• PROBLEM SET:
1) Decide whether each statement agrees with the genetic counsellor profile: (a) the writer has been on the Oxford Inherited Cardiac Conditions team since 2011; (b) the British Heart Foundation sponsored the writer's doctoral research; (c) the writer's first degree was in Medicine. For each, give yes or no and quote the words of the profile that decide it.
2) List every inherited condition that the genetic counsellor profile names as one the team looks after.

• SOURCE TEXT:

----------------------------------------

Specialist Genetic Counsellor in Inherited Cardiac Conditions

I have been a specialist Genetic Counsellor in the Inherited Cardiac Conditions team in Oxford since 2011, and in that time our service and the number of patients we care for have grown significantly. We look after patients with inherited heart muscle conditions (Hypertrophic Cardiomyopathy, Dilated Cardiomyopathy, Arrhythmogenic Cardiomyopathy) and inherited arrhythmia conditions (Long QT Syndrome, Brugada Syndrome, Catecholaminergic Polymorphic Ventricular Tachycardia). Our multidisciplinary team aim to address both the cardiac and genetic needs of our patients in a coordinated way, and to help inform and screen relatives where necessary.  

My career began as a scientist: following a degree in Natural Sciences (Genetics), I worked as a research assistant and then DPhil student in the Bhattacharya lab. I was lucky to be sponsored by the British Heart Foundation to carry out my doctoral research which focussed on the genetic network surrounding a transcriptional coactivator called CITED2. Disruption of this gene affects the development of the heart and can contribute to causing congenital heart disease in our mouse model.

----------------------------------------

• DATA UNDER STUDY:
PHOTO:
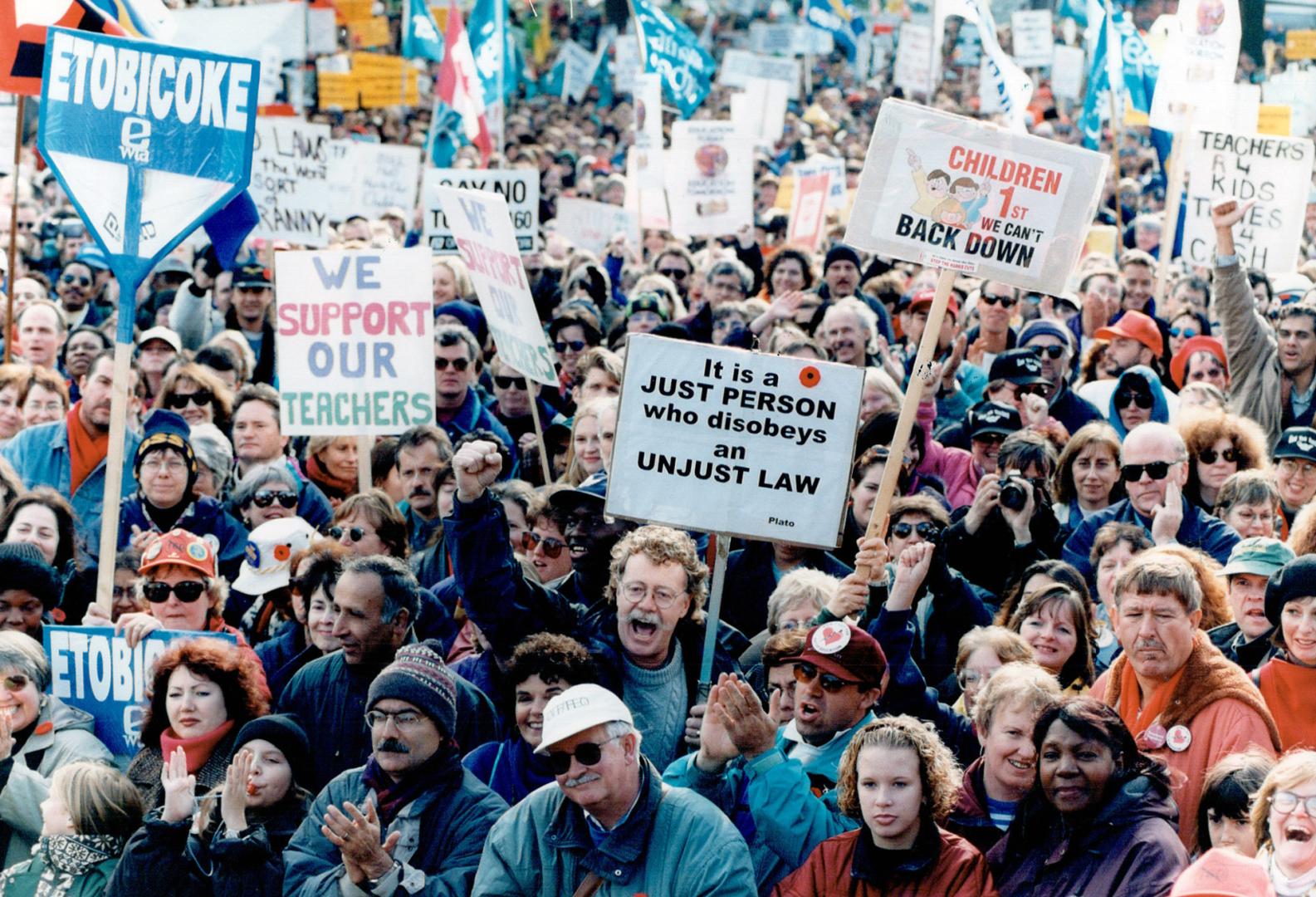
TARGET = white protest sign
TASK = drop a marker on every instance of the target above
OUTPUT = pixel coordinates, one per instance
(913, 71)
(726, 440)
(944, 190)
(519, 187)
(1274, 171)
(1201, 61)
(355, 344)
(710, 179)
(591, 225)
(483, 231)
(1068, 70)
(290, 181)
(738, 66)
(1035, 44)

----------------------------------------

• SOLUTIONS BELOW:
1)
(a) Yes: "I have been a specialist Genetic Counsellor in the Inherited Cardiac Conditions team in Oxford since 2011"
(b) Yes: "I was lucky to be sponsored by the British Heart Foundation to carry out my doctoral research"
(c) No: "following a degree in Natural Sciences (Genetics)"

2)
Hypertrophic Cardiomyopathy
Dilated Cardiomyopathy
Arrhythmogenic Cardiomyopathy
Long QT Syndrome
Brugada Syndrome
Catecholaminergic Polymorphic Ventricular Tachycardia